Selected passage ::
==============================

Martin Luther King Jr. Statue Set To Be Unveiled In Atlanta Near Segregationist Monuments King is the first African-American to be memorialized on the state Capitol grounds, where monuments to Confederate generals and segregationists stand.
NPR logo Martin Luther King Jr. Statue To Join Confederates At Georgia's Capitol

Martin Luther King Jr. Statue To Join Confederates At Georgia's Capitol

A statue depicting Confederate Gen. and former Georgia Gov. John Brown Gordon on horseback outside the Georgia Statehouse in Atlanta earlier this month. Gordon was also reputed to be a leader of the Ku Klux Klan. John Bazemore/AP hide caption

toggle caption
John Bazemore/AP

A statue depicting Confederate Gen. and former Georgia Gov. John Brown Gordon on horseback outside the Georgia Statehouse in Atlanta earlier this month. Gordon was also reputed to be a leader of the Ku Klux Klan.

John Bazemore/AP

On Monday, 54 years after Martin Luther King Jr. delivered his famous "I have a dream" speech and less than a month after a counterprotester was killed following a demonstration by white supremacists in Charlottesville, Va., a statue of the legendary civil rights leader will be unveiled outside the Georgia State Capitol in King's hometown of Atlanta.

==============================

Stored items

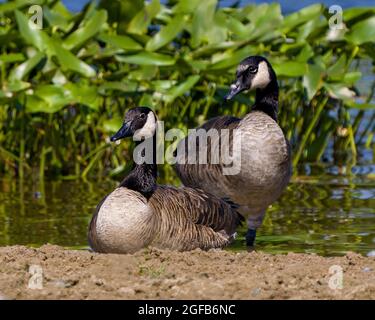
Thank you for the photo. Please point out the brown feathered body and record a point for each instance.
(172, 218)
(265, 164)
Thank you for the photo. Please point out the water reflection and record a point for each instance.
(322, 213)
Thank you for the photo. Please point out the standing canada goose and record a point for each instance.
(139, 213)
(265, 159)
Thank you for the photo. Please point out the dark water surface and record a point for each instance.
(321, 212)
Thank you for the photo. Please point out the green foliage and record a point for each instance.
(65, 87)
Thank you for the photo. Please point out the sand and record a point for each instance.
(51, 272)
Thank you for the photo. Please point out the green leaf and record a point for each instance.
(166, 33)
(53, 98)
(290, 68)
(181, 88)
(338, 68)
(68, 61)
(302, 16)
(147, 58)
(17, 4)
(112, 125)
(14, 86)
(363, 31)
(56, 20)
(22, 70)
(312, 81)
(88, 30)
(352, 77)
(361, 106)
(84, 94)
(203, 21)
(230, 58)
(339, 91)
(120, 41)
(31, 35)
(141, 21)
(186, 6)
(124, 86)
(11, 57)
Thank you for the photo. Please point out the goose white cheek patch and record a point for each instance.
(148, 129)
(262, 78)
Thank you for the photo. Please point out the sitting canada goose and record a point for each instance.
(265, 162)
(140, 213)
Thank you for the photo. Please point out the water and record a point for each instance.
(286, 5)
(320, 212)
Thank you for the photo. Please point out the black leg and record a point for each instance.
(250, 238)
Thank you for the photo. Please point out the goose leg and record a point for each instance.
(253, 222)
(250, 239)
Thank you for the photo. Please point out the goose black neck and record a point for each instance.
(267, 99)
(143, 176)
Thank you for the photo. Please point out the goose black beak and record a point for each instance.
(235, 88)
(124, 132)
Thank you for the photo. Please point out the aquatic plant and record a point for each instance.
(64, 88)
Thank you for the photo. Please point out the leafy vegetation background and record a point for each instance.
(64, 88)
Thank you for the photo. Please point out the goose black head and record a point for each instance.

==============================

Required action :: From the article about the Martin Luther King Jr. statue, extract the passage starting at "Martin Luther King Jr. Statue Set" and ending at "and segregationists stand.".

Response to this task ::
Martin Luther King Jr. Statue Set To Be Unveiled In Atlanta Near Segregationist Monuments King is the first African-American to be memorialized on the state Capitol grounds, where monuments to Confederate generals and segregationists stand.